Brief: A word-for-word copy of the data is what's wanted, with no pictures.

Records excerpted from a collection:
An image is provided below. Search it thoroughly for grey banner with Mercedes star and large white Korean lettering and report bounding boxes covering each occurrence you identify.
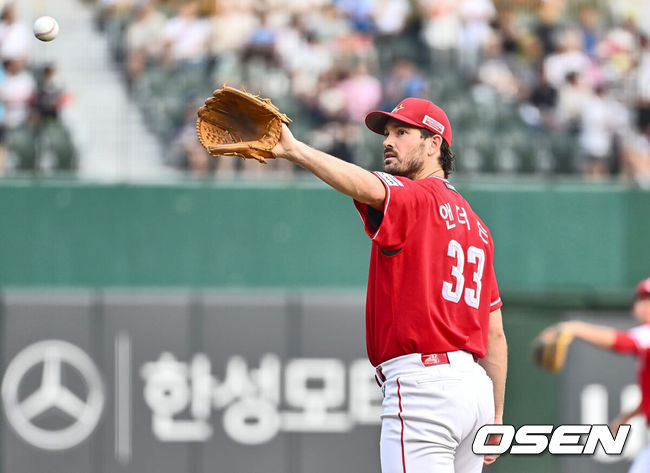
[2,291,381,473]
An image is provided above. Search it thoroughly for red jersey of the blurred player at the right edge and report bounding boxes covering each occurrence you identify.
[613,325,650,424]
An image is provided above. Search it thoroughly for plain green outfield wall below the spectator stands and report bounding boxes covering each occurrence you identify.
[0,181,650,296]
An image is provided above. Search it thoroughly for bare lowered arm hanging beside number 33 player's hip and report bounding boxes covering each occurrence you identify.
[479,309,508,465]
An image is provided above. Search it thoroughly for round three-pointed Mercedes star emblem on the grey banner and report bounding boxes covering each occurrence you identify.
[2,340,104,450]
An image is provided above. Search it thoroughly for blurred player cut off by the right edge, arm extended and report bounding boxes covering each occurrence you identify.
[548,278,650,473]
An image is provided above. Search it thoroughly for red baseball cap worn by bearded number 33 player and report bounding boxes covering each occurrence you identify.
[366,97,451,146]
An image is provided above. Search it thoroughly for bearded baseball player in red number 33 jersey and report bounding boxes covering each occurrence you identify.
[273,98,507,473]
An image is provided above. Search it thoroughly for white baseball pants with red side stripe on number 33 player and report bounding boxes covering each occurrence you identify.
[379,351,494,473]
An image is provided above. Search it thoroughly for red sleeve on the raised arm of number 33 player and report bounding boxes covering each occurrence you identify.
[354,172,424,249]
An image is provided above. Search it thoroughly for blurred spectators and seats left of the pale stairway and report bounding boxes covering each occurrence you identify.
[0,3,76,176]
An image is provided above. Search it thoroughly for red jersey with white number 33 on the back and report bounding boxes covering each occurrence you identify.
[354,172,502,366]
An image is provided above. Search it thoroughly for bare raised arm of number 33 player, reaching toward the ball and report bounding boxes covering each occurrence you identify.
[273,125,386,210]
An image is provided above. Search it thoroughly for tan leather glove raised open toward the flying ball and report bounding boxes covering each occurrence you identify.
[196,84,291,163]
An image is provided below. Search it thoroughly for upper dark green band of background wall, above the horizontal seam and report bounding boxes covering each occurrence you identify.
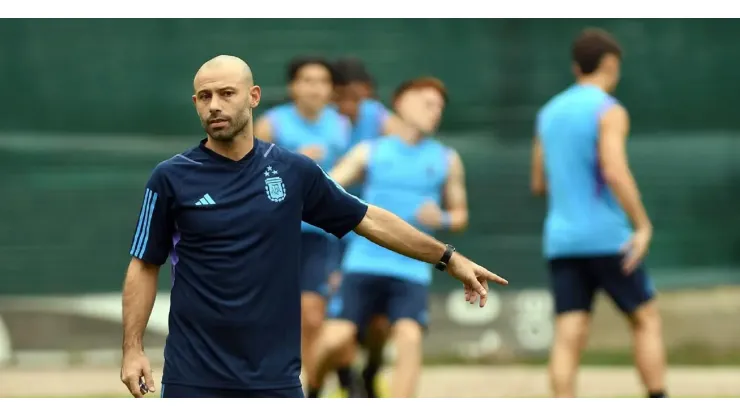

Reply:
An image is provided below. Search it thoroughly for grey banner with Mercedes star and large white Korean lettering and report bounding boxes covering each occurrence you identify.
[2,291,381,473]
An image is provided above. Search it thoroughly for red jersey of the blurred player at the right edge and report bounding boxes covering each occurrence you identify.
[613,325,650,424]
An image is provided above. Search it thoroughly for plain green outfield wall below the spectator stands and report bounding boxes covering each occurrence you identify.
[0,181,650,296]
An image is provided above. Search it thoroughly for bare lowered arm hanging beside number 33 player's hip and report bounding boxes covering each occurrence you identify.
[479,309,508,465]
An image is provided above. Search it thoroughly for round three-pointed Mercedes star emblem on the grey banner and report bounding boxes covering each occurrence you identify.
[2,340,104,450]
An image is provided above. Search it thoroughly for blurred player cut off by the right edge, arm extended and report bounding boxes covering each occurrence you identify.
[548,278,650,473]
An image is provided above. Search it thoroughly for red baseball cap worn by bearded number 33 player and report bounding boxes covering each occurrence you identify.
[366,97,451,146]
An image is provided above. Search it thoroughly for bearded baseball player in red number 33 jersey and report bounding boxes covering each occurrence you identify.
[273,98,507,473]
An image is provided above. Search it thoroughly for white baseball pants with red side stripe on number 33 player and report bounding boxes covering each occurrence you identify.
[379,351,494,473]
An image is provided above. Search it thoroughly for red sleeve on the raised arm of number 33 player and report bounding boxes covering each occurrence you identify.
[354,172,424,249]
An image is provided above. Search it thoroughly for blurred spectators and seats left of the pale stairway and report bounding boxes covering each occurrence you identify.
[0,3,76,176]
An image is provided above. Search it thoroughly for red jersey with white number 33 on the back and report bounding boxes covering each occurrence you identify.
[354,172,502,366]
An image is provided above. Search it thoroughly for bare raised arm of number 33 player, reaching toward the ball and report bounding boxes covering each occurrence you identify.
[273,125,386,210]
An image is provided above. Search it thoroughly for tan leather glove raised open toward the flying ball and report bounding boxes covering each occurrence you identify.
[196,84,291,163]
An image is provided below. Search it thoroughly for upper dark green band of background wall, above the horizontal seam and report bounding boxes covering each occurrence you identify.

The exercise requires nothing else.